[Collected data]
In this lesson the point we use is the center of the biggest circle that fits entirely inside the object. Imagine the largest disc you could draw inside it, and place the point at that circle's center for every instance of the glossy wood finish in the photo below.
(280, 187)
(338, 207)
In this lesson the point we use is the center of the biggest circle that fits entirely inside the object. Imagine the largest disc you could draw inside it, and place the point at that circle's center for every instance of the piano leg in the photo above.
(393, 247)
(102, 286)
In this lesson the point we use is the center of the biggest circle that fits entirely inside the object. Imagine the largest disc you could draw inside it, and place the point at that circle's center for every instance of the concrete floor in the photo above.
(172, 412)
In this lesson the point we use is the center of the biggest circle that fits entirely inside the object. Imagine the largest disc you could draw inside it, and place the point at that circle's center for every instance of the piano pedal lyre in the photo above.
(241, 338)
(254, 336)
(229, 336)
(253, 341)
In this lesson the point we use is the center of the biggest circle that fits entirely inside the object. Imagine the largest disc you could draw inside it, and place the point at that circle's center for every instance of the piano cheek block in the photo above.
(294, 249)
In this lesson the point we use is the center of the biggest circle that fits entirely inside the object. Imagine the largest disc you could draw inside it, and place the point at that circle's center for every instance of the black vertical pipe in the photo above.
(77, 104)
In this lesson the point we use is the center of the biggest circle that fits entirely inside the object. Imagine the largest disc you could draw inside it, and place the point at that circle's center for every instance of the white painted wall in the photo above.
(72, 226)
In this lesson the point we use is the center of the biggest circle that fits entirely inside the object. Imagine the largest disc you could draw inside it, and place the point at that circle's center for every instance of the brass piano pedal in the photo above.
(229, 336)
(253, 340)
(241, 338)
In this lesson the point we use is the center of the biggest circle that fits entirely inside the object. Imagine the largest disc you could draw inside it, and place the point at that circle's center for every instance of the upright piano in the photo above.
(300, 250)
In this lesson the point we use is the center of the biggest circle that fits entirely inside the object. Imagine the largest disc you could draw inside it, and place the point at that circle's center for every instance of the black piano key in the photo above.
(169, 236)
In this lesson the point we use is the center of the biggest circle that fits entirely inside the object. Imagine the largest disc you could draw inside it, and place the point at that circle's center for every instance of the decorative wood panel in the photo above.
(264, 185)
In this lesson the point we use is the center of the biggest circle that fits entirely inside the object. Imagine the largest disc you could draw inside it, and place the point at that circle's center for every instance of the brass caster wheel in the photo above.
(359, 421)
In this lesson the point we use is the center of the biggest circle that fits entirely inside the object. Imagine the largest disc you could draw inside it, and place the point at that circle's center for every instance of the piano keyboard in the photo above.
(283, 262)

# BRIEF
Word for word, copy out all the data given above.

# TASK RESPONSE
In this lesson the point we use is the center of the biggest circle that fits entirely inside the object. Imagine the largest disc you could draw inside it, and place the point at that circle's center for every instance of the glossy wood finish in the photo below.
(280, 187)
(338, 207)
In this lesson the point we use is the center of the biggest circle that fits entirely inside the object. Imagine the largest disc you could draw inside it, and place the point at that circle's center for every instance of the piano leg in the photo above.
(393, 247)
(102, 286)
In this lesson the point we use is the center of the biggest circle that fits entirely inside the object. Imagine the largest disc you could draw inside it, and place the point at that circle's center for every instance of the concrete floor in the photo above.
(172, 412)
In this lesson the point we use is the center of the biggest circle that fits entirely inside the object. Imagine the largest disc you could draw inside it, and place the point at that circle's center for every instance of the piano pedal lyre in the photo above.
(241, 338)
(254, 336)
(229, 336)
(253, 341)
In this lesson the point we use is the center of the biggest circle that fits entirely inside the object. Imagine the largest disc you could draw inside it, and place the point at that circle's center for every instance of the piano cheek block in the photo above.
(294, 249)
In this lesson the point we use is the center of the biggest circle that fits entirely inside the object. Imagine the largest disc you could draw inside it, and place the point at that circle's center for every instance of the black vertical pipe in the photo above.
(77, 104)
In this lesson the point we use is the center of the biggest circle that fits entirely inside the object. Imagine the largest disc you could draw inside it, and place the point at that circle's center for every instance of the white painted wall in the photo above.
(72, 226)
In this lesson the point we use is the center of the biggest circle that fits entirely inside the object. Imagine the largest disc you could draw inside it, and place the point at that circle's center for every instance of the brass piano pedal in the photo above.
(229, 336)
(253, 340)
(241, 338)
In this lesson the point we use is the center of the biggest circle that fits entirely inside the object. Imagine the largest disc you could draw inside it, and place the point at that circle's center for every instance of the upright piano in the photo above.
(300, 250)
In this lesson the point we use is the center of the biggest circle that fits entirely inside the object. Imagine the largest disc you could draw inside it, and place the point at that circle's center for every instance of the black piano key in the photo above.
(169, 236)
In this lesson the point we use is the center of the biggest circle that fits entirely inside the object. Imagine the largest disc you could draw inside it, and place the point at that circle's center for every instance of the decorative wood panel in the photo above.
(264, 185)
In this lesson the point we use is the center of the biggest circle that fits entirely inside the object. Imagine the largest disc you could draw inside it, and place the point at that circle's center for every instance of the brass caster wheel in the photo above.
(359, 421)
In this lesson the point we use is the center of the biggest circle that fits entirely inside the object. Imagine the largest disc you could draw inside it, and place the point at that circle's center for every instance of the piano keyboard in the photo above.
(283, 262)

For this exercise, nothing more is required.